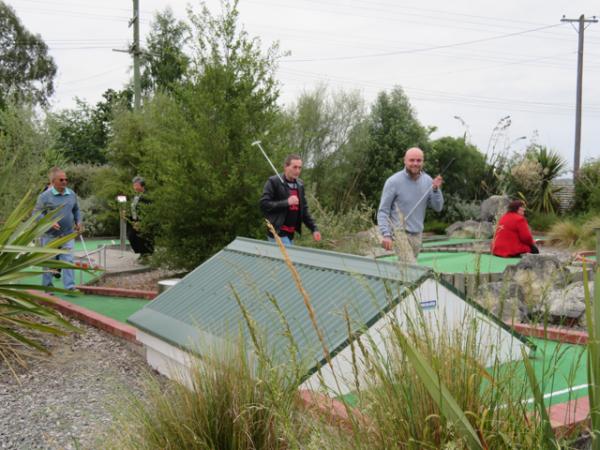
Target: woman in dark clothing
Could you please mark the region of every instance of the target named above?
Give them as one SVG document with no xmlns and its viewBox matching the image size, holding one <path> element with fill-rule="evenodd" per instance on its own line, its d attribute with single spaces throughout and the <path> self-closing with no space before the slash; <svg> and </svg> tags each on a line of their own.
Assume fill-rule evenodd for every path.
<svg viewBox="0 0 600 450">
<path fill-rule="evenodd" d="M 539 253 L 525 219 L 525 203 L 514 200 L 508 205 L 508 212 L 498 221 L 492 254 L 510 258 L 524 253 Z"/>
</svg>

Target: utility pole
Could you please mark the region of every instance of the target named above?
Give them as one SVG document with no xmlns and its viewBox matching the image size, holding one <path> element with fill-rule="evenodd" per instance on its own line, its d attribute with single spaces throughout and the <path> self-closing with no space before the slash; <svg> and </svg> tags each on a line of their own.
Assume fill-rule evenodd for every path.
<svg viewBox="0 0 600 450">
<path fill-rule="evenodd" d="M 131 54 L 133 56 L 133 106 L 139 111 L 141 106 L 142 88 L 140 82 L 140 1 L 133 0 L 133 18 L 129 26 L 133 25 L 133 45 Z"/>
<path fill-rule="evenodd" d="M 577 98 L 575 106 L 575 156 L 573 159 L 573 180 L 577 178 L 579 173 L 579 159 L 581 155 L 581 104 L 583 100 L 583 31 L 586 23 L 596 23 L 598 19 L 593 16 L 591 19 L 586 19 L 582 14 L 579 19 L 567 19 L 565 16 L 561 22 L 577 22 L 579 23 L 579 45 L 577 47 Z"/>
</svg>

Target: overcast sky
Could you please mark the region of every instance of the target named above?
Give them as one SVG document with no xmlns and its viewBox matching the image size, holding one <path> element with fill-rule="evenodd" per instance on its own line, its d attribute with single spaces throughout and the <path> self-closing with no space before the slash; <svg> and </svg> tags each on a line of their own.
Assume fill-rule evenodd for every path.
<svg viewBox="0 0 600 450">
<path fill-rule="evenodd" d="M 58 65 L 53 108 L 95 103 L 131 77 L 127 0 L 8 0 L 39 33 Z M 219 2 L 207 2 L 214 11 Z M 186 0 L 140 0 L 142 42 L 153 15 Z M 263 43 L 279 41 L 282 104 L 325 82 L 358 89 L 370 104 L 402 86 L 433 135 L 462 136 L 483 152 L 498 120 L 510 115 L 506 142 L 519 151 L 534 139 L 573 164 L 576 24 L 563 15 L 600 16 L 598 0 L 241 0 L 241 22 Z M 600 157 L 600 23 L 585 30 L 582 162 Z M 458 117 L 458 118 L 457 118 Z M 522 139 L 526 136 L 526 139 Z M 511 144 L 512 143 L 512 144 Z"/>
</svg>

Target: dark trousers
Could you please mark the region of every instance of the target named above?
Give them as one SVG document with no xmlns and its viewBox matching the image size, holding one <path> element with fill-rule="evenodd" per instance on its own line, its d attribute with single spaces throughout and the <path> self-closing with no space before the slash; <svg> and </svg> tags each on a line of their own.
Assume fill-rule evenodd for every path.
<svg viewBox="0 0 600 450">
<path fill-rule="evenodd" d="M 127 224 L 127 239 L 135 253 L 151 255 L 154 252 L 154 239 L 135 230 L 130 223 Z"/>
</svg>

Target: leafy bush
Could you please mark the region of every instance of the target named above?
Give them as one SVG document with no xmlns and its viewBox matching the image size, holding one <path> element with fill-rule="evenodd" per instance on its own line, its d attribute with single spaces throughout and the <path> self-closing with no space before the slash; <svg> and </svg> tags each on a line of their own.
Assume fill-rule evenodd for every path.
<svg viewBox="0 0 600 450">
<path fill-rule="evenodd" d="M 527 222 L 534 231 L 548 231 L 558 220 L 559 216 L 554 213 L 527 211 Z"/>
<path fill-rule="evenodd" d="M 600 159 L 586 161 L 575 180 L 576 212 L 600 212 Z"/>
<path fill-rule="evenodd" d="M 426 233 L 444 234 L 450 224 L 440 220 L 429 219 L 423 225 L 423 231 Z"/>
<path fill-rule="evenodd" d="M 96 164 L 68 164 L 63 167 L 69 177 L 69 187 L 75 191 L 79 198 L 94 195 L 94 183 L 99 176 L 106 176 L 110 171 L 109 166 Z"/>
<path fill-rule="evenodd" d="M 439 213 L 427 210 L 427 220 L 439 220 L 452 224 L 465 220 L 477 220 L 481 203 L 478 200 L 463 200 L 458 194 L 444 192 L 444 209 Z"/>
</svg>

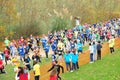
################
> _Work instruction_: Copy all the material word for word, minus its pictures.

> _Output for this task_:
Target: woman in dark clothing
Could you please mark the region of every instance of the target named above?
Give them as one SVG document with no xmlns and its viewBox matching the image size, holding one <path> element with fill-rule="evenodd" per instance on its own line, its d attribute with single spaces throughout and the <path> self-closing with no space before the slash; <svg> and </svg> tags each on a line of their own.
Assume fill-rule evenodd for every path.
<svg viewBox="0 0 600 450">
<path fill-rule="evenodd" d="M 539 253 L 525 219 L 525 203 L 514 200 L 508 205 L 508 212 L 498 221 L 492 254 L 510 258 L 524 253 Z"/>
</svg>

Target: utility pole
Could you please mark the region of every instance of the target named above?
Give them as one SVG document with no xmlns and its viewBox matching the image size, holding one <path> element with fill-rule="evenodd" per instance on its own line, its d attribute with single spaces throughout and the <path> self-closing with no space before the slash; <svg> and </svg> tags each on a line of their own.
Assume fill-rule evenodd for every path.
<svg viewBox="0 0 600 450">
<path fill-rule="evenodd" d="M 131 54 L 133 56 L 133 106 L 139 111 L 141 106 L 142 88 L 140 82 L 140 1 L 133 0 L 133 18 L 129 26 L 133 25 L 133 45 Z"/>
<path fill-rule="evenodd" d="M 577 98 L 575 106 L 575 156 L 573 159 L 573 180 L 577 178 L 579 173 L 579 159 L 581 155 L 581 104 L 583 100 L 583 31 L 586 23 L 596 23 L 598 19 L 593 16 L 591 19 L 586 19 L 582 14 L 579 19 L 567 19 L 565 16 L 561 22 L 577 22 L 579 23 L 579 45 L 577 47 Z"/>
</svg>

Target: overcast sky
Could you please mark the region of every instance of the target named above?
Give them as one SVG document with no xmlns and its viewBox matching the image size, holding one <path> element with fill-rule="evenodd" per instance on its own line, its d attribute with single spaces throughout and the <path> self-closing with no space before the slash; <svg> and </svg> tags each on a line of their own.
Assume fill-rule evenodd for every path.
<svg viewBox="0 0 600 450">
<path fill-rule="evenodd" d="M 58 65 L 53 108 L 95 103 L 131 77 L 127 0 L 8 0 L 39 33 Z M 219 2 L 207 2 L 214 11 Z M 186 0 L 140 0 L 142 42 L 153 15 Z M 263 43 L 279 41 L 282 104 L 325 82 L 358 89 L 370 104 L 402 86 L 433 135 L 462 136 L 483 152 L 498 120 L 510 115 L 506 142 L 519 151 L 534 139 L 573 164 L 576 24 L 563 15 L 600 16 L 598 0 L 241 0 L 241 22 Z M 600 157 L 600 23 L 585 30 L 582 162 Z M 458 117 L 458 118 L 457 118 Z M 522 139 L 526 136 L 526 139 Z M 511 144 L 512 143 L 512 144 Z"/>
</svg>

Target: dark trousers
Could you please mark the region of every instance of the target named above?
Give them as one SVG document with no xmlns and its viewBox matching the image size, holding one <path> element with fill-rule="evenodd" per instance on its own line, its d attribute with single spaces throughout and the <path> self-closing with no space before the slash; <svg> and </svg> tags each on a line of their own.
Assume fill-rule evenodd for every path.
<svg viewBox="0 0 600 450">
<path fill-rule="evenodd" d="M 127 224 L 127 239 L 135 253 L 151 255 L 154 252 L 154 239 L 135 230 L 130 223 Z"/>
</svg>

Target: leafy bush
Could you please mark the region of every instance of the target named above?
Give them as one SVG document with no xmlns and its viewBox matching the image size, holding one <path> element with fill-rule="evenodd" per instance on its own line, its d attribute with single spaces throughout and the <path> self-closing with no space before the slash; <svg> and </svg> tags each on a line of their own.
Assume fill-rule evenodd for every path.
<svg viewBox="0 0 600 450">
<path fill-rule="evenodd" d="M 527 222 L 534 231 L 548 231 L 558 220 L 559 216 L 554 213 L 527 211 Z"/>
<path fill-rule="evenodd" d="M 600 159 L 586 161 L 575 180 L 576 212 L 600 212 Z"/>
<path fill-rule="evenodd" d="M 426 233 L 444 234 L 450 224 L 440 220 L 429 219 L 423 225 L 423 231 Z"/>
<path fill-rule="evenodd" d="M 96 164 L 68 164 L 63 167 L 69 177 L 69 187 L 75 191 L 79 198 L 94 195 L 94 183 L 99 176 L 106 176 L 110 171 L 109 166 Z"/>
<path fill-rule="evenodd" d="M 439 213 L 427 210 L 427 220 L 439 220 L 452 224 L 465 220 L 477 220 L 481 203 L 478 200 L 463 200 L 458 194 L 444 192 L 444 209 Z"/>
</svg>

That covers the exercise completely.